## Problem:
Quote the listing below in full and exactly as written, but omit every picture.

## Extracted material:
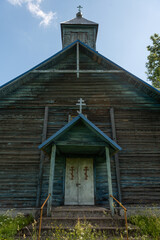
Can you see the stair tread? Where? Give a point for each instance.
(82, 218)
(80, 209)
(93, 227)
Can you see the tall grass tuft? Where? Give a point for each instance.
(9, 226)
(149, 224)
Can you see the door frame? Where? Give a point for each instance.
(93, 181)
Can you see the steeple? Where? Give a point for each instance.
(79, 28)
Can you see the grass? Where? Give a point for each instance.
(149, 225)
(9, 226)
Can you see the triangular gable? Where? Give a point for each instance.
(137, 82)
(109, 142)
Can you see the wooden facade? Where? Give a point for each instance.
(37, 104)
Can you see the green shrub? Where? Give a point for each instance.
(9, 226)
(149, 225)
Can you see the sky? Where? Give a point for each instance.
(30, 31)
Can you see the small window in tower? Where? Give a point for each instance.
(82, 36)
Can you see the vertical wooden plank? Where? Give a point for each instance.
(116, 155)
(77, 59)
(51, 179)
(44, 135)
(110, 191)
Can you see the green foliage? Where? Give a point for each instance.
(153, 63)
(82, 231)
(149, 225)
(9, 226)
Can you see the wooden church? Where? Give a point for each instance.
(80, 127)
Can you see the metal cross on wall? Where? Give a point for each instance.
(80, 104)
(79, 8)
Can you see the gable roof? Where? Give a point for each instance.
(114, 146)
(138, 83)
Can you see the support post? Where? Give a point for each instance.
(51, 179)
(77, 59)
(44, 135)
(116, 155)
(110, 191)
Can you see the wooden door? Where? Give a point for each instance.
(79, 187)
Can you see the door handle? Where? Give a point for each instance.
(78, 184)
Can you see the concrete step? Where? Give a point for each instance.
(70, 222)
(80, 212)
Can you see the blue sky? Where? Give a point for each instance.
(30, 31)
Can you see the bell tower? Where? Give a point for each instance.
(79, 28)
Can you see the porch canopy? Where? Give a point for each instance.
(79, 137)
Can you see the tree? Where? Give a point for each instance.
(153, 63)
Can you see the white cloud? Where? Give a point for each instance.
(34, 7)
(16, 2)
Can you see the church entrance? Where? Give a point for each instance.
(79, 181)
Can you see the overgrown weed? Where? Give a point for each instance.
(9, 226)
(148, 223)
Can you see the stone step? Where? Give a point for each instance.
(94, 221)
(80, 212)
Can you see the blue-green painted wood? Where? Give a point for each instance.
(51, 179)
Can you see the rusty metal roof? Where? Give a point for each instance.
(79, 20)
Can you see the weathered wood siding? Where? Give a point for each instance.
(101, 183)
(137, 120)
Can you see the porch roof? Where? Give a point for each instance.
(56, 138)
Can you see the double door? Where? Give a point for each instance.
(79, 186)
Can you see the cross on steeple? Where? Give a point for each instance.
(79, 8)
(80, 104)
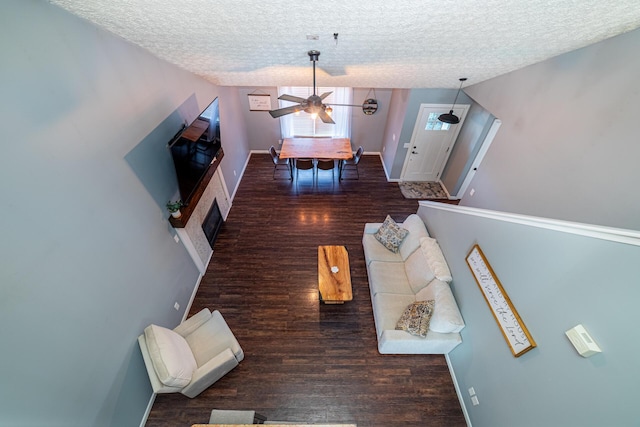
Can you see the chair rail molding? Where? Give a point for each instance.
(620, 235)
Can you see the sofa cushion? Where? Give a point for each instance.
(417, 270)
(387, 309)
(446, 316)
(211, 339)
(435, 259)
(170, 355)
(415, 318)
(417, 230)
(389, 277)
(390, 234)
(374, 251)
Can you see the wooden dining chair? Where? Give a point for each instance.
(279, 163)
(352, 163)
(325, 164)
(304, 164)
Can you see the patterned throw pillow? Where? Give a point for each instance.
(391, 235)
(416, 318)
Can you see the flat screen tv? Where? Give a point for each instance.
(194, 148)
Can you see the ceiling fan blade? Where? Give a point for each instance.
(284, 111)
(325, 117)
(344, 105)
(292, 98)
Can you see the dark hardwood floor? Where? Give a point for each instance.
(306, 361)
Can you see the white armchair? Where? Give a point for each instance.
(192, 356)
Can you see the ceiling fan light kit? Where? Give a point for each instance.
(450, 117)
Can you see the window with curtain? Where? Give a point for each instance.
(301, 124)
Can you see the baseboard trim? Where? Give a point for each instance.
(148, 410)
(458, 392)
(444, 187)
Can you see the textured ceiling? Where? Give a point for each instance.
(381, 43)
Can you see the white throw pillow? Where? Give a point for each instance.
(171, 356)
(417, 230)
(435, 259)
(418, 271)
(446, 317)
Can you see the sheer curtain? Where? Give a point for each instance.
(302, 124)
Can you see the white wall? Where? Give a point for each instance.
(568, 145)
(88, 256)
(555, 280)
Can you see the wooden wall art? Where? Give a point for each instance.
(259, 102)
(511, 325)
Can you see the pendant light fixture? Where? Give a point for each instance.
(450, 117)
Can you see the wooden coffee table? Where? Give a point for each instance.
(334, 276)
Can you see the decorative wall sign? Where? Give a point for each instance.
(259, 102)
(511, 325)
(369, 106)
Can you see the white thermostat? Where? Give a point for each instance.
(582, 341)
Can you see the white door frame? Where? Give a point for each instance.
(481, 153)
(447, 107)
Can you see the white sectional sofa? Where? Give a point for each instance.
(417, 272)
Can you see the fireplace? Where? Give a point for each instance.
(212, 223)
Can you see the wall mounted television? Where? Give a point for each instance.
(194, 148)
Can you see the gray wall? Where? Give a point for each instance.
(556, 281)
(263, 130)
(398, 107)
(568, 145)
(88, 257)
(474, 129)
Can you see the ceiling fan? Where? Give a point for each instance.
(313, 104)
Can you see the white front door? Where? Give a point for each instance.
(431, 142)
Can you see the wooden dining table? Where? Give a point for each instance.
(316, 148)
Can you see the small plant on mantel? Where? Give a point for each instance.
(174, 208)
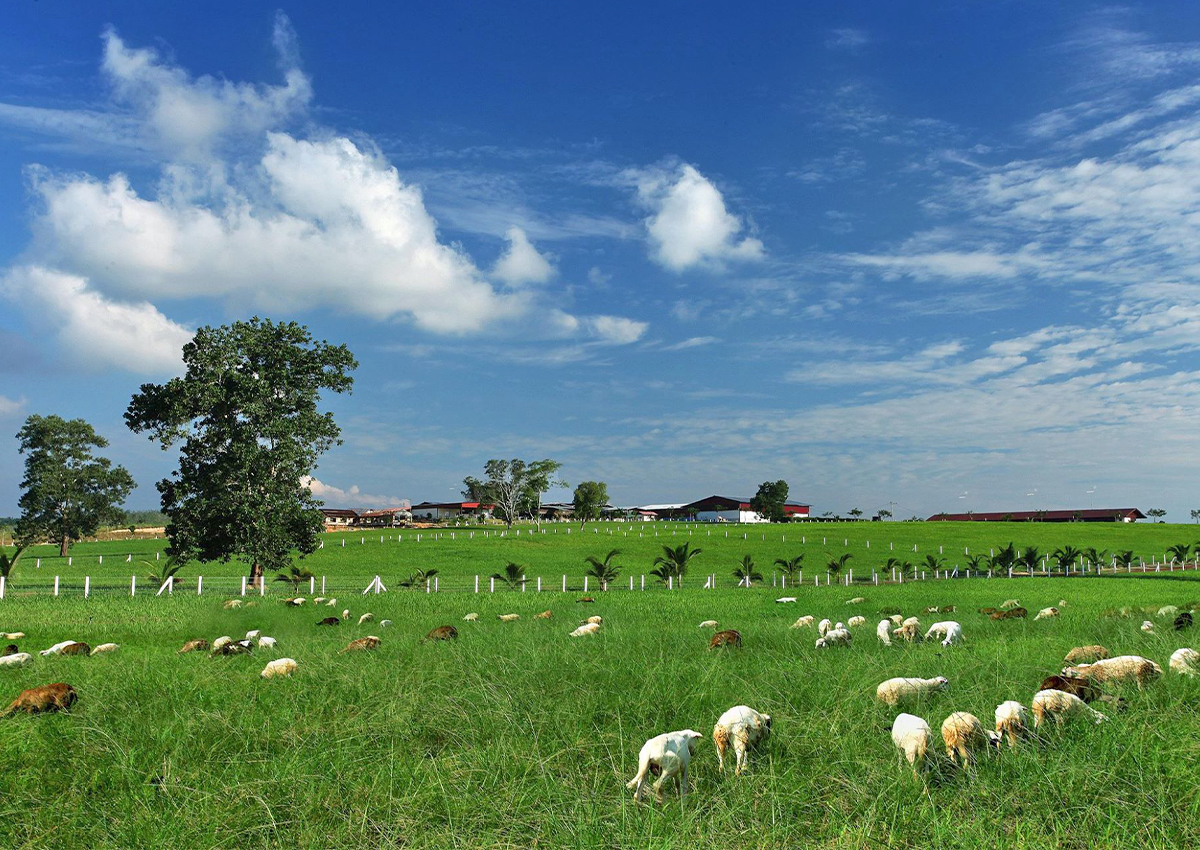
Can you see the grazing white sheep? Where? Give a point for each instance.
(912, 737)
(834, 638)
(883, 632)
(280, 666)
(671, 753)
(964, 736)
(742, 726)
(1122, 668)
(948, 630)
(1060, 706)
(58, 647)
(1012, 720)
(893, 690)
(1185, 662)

## Exercise response:
Can you see the stair tread? Where? Give a point for each instance.
(82, 218)
(80, 209)
(93, 227)
Can you see the tall grass tuft? Where? Give a point for each instance.
(9, 226)
(149, 224)
Can you see the door frame? Where? Give a point for each instance.
(93, 181)
Can you see the steeple? Where? Give a point for each instance.
(79, 28)
Can you see the grass? Where? Give a point for each instance.
(149, 225)
(9, 226)
Can you see the triangular gable? Where? Give a point for each instance.
(137, 82)
(109, 142)
Can you see the wooden facade? Where? Give a point for each instance.
(37, 104)
Can you see the green shrub? Where? Give a point for each instance.
(9, 226)
(149, 225)
Can you see the sky? Where? Give a point for each instance.
(30, 31)
Can you see the small window in tower? Where? Give a point for each instance.
(82, 36)
Can you see the vertical wooden plank? Where? Give a point for each instance.
(116, 155)
(77, 59)
(51, 179)
(44, 135)
(110, 191)
Can you see the green foliage? Where? Give a point for each instance.
(153, 63)
(82, 231)
(149, 225)
(9, 226)
Can you see the wooden church? Where? Give a point for each instance.
(80, 127)
Can you see the metal cross on wall? Where? Give a point for each instance.
(80, 104)
(79, 8)
Can you see the gable roof? Where? Give a point for each instance.
(114, 146)
(138, 83)
Can you see the support post? Where? Give a point for each instance.
(51, 179)
(77, 59)
(44, 135)
(116, 155)
(110, 191)
Can you see the wooden door? Where? Give a point for each instance.
(79, 187)
Can you see the door handle? Where? Give a point for each instance.
(78, 184)
Can you see the concrete step? Where? Give a point for each instance.
(70, 222)
(80, 212)
Can you see the blue sky? Where? Give a point for each instance.
(30, 31)
Can you see the bell tower? Where? Give a point for each instance.
(79, 28)
Can you see the porch canopy? Where? Give a point for each instance.
(79, 137)
Can you see the tree? Where? Give a point for each instance.
(153, 63)
Can you see the white cloud? Where? Give a point for each instance.
(34, 7)
(16, 2)
Can you see the church entrance? Where? Give a point for each instance.
(79, 181)
Can you see the overgrown weed? Where? Give a point for each instance.
(9, 226)
(148, 223)
Can you see the stone step? Where? Give a point for each instance.
(94, 221)
(80, 212)
Can you see the blue-green painted wood? Where? Give a point for each instance.
(51, 179)
Can you see the rusty metal roof? Where? Give a point for each instance.
(79, 20)
Can you see the weathered wood siding? Where? Give a point for each instance.
(101, 183)
(137, 120)
Can you see the porch roof? Where? Give a point for each instance.
(56, 138)
Can you see the double door? Where? Give a point for each instance.
(79, 186)
Can you see the cross on steeple? Where? Give a point for each instance.
(79, 8)
(80, 104)
Can you see the chair rail molding? Where? Give a point for each instance.
(620, 235)
Can you see the sofa cushion? Where? Give a point for each instance.
(417, 270)
(387, 309)
(446, 316)
(211, 339)
(435, 259)
(170, 355)
(415, 318)
(417, 230)
(389, 277)
(390, 234)
(374, 251)
Can you see the wooden dining chair? Where? Give a point for each instance.
(279, 163)
(352, 163)
(325, 164)
(304, 164)
Can you see the patterned throw pillow? Where? Give a point for each instance.
(391, 235)
(416, 318)
Can you see the flat screen tv? Where? Give a point for each instance.
(194, 148)
Can you see the ceiling fan blade? Where? Give a point for each instance.
(284, 111)
(325, 117)
(344, 105)
(292, 98)
Can you see the dark hardwood floor? Where? Give a point for each instance.
(306, 361)
Can you see the white armchair? Where? Give a point for each instance.
(192, 356)
Can you see the ceiling fan light kit? Where? Give a point for each instance.
(450, 117)
Can you see the window with curtain? Where? Give a point for each instance.
(301, 124)
Can you see the baseboard trim? Where? Give a point for each instance.
(148, 410)
(458, 392)
(444, 187)
Can you see the textured ceiling? Where? Give a point for each instance.
(381, 43)
Can you see the white throw pillow? Where? Give a point for each instance.
(171, 356)
(417, 230)
(435, 259)
(418, 271)
(446, 317)
Can you see the sheer curtain? Where? Give a point for each instance.
(302, 124)
Can you see the white wall? Where? Give a point for each instance.
(568, 145)
(88, 256)
(555, 280)
Can you see the wooden wall art? Where? Give a point for each instance.
(259, 102)
(511, 325)
Can you see the pendant light fixture? Where? Give a point for each instance.
(450, 117)
Can you see the wooden coffee table? Where? Give a point for each instance.
(334, 276)
Can you see the decorative wall sign? Where? Give a point for each instance.
(259, 102)
(511, 325)
(369, 106)
Can you see the white thermostat? Where? Give a point for each instance.
(582, 341)
Can you see the white door frame? Where? Give a point for each instance.
(481, 153)
(447, 107)
Can you see the white sectional sofa? Where? Give a point for each instance.
(417, 272)
Can you see the fireplace? Where? Give a point for each instance.
(212, 223)
Can you see the wall mounted television? Where? Give a point for each instance.
(194, 148)
Can you see the gray wall? Where? Give a point for each instance.
(556, 281)
(263, 130)
(398, 107)
(568, 145)
(88, 257)
(474, 129)
Can you see the ceiling fan? Where? Give a point for each instance.
(313, 104)
Can you see the white front door? Where? Give a point for each instance.
(431, 142)
Can you see the wooden dining table? Where? Give a point for each instance.
(316, 148)
Can you see the small plant on mantel? Where? Give a point for each instance.
(174, 208)
Can you see the grazing white sheep? Where? Give a point for each instance.
(912, 737)
(834, 638)
(883, 632)
(280, 666)
(671, 753)
(964, 736)
(742, 726)
(1122, 668)
(948, 630)
(1060, 706)
(58, 647)
(1012, 720)
(893, 690)
(1185, 662)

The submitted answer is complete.